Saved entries
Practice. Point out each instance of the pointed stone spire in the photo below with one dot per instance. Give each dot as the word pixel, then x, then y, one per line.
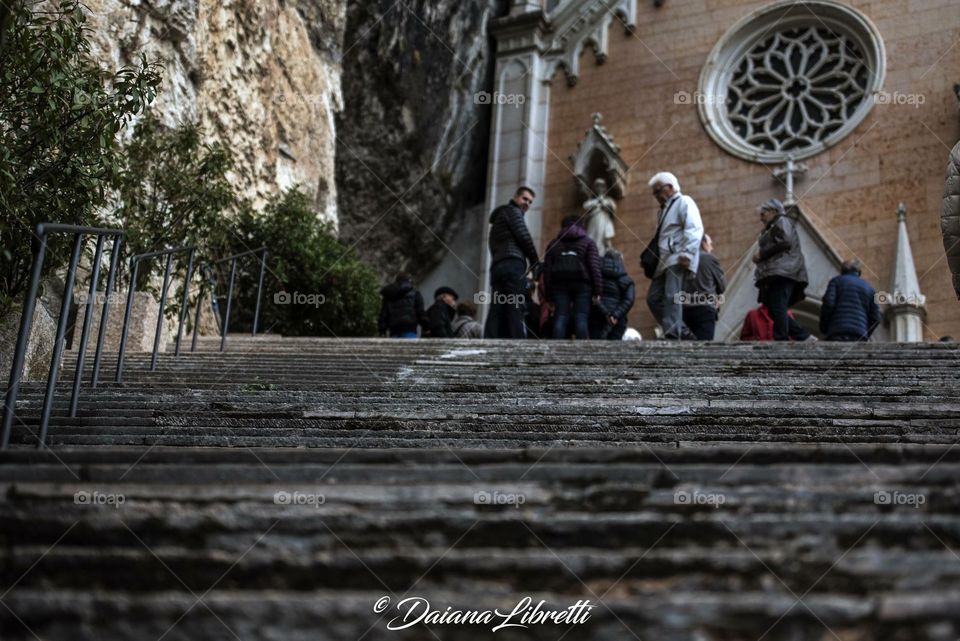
pixel 906 305
pixel 787 175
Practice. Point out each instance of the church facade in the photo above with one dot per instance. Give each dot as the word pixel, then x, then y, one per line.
pixel 844 109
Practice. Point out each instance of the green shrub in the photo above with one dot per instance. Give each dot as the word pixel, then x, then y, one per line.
pixel 58 130
pixel 305 259
pixel 173 191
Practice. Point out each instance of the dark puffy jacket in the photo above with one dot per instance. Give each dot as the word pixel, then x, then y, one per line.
pixel 575 237
pixel 950 217
pixel 401 309
pixel 710 281
pixel 619 291
pixel 780 255
pixel 440 320
pixel 509 236
pixel 849 308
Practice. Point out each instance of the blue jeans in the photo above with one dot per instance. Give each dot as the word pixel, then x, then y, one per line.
pixel 775 294
pixel 577 295
pixel 663 301
pixel 508 296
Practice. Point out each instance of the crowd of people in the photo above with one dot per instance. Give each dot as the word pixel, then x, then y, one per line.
pixel 575 292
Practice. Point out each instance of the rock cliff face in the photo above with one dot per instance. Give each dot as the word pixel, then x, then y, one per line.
pixel 263 76
pixel 412 139
pixel 386 88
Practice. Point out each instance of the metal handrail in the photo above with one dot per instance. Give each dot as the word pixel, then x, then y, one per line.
pixel 233 271
pixel 43 230
pixel 134 270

> [What the task asks] Copy, exactly and with nothing added, the lines from the one containing "Practice. Point out each instance of the blue" through the end of the records.

> [Worked solution]
Practice. Point out each instance of the blue jeans in the photo above with one dot per instance. Give each dot as the word pixel, then x, then y, one per line.
pixel 775 294
pixel 577 295
pixel 663 301
pixel 508 296
Practice. Point out each instance of the crowd of people in the photo above with one dot per instance. Give each dot as the word pixel, then x, then y, one per line.
pixel 575 292
Practice. Point out each instance of the rock cliff face in the photo above with one dot per instance. Give each dot as the word pixel, then x, then y, one per line.
pixel 263 76
pixel 412 139
pixel 386 88
Practice. Point out each instance of the metal handrail in the photo above with one dot per instance. Give each dot as the word pixel, then x, then y, one per line.
pixel 233 271
pixel 43 230
pixel 134 270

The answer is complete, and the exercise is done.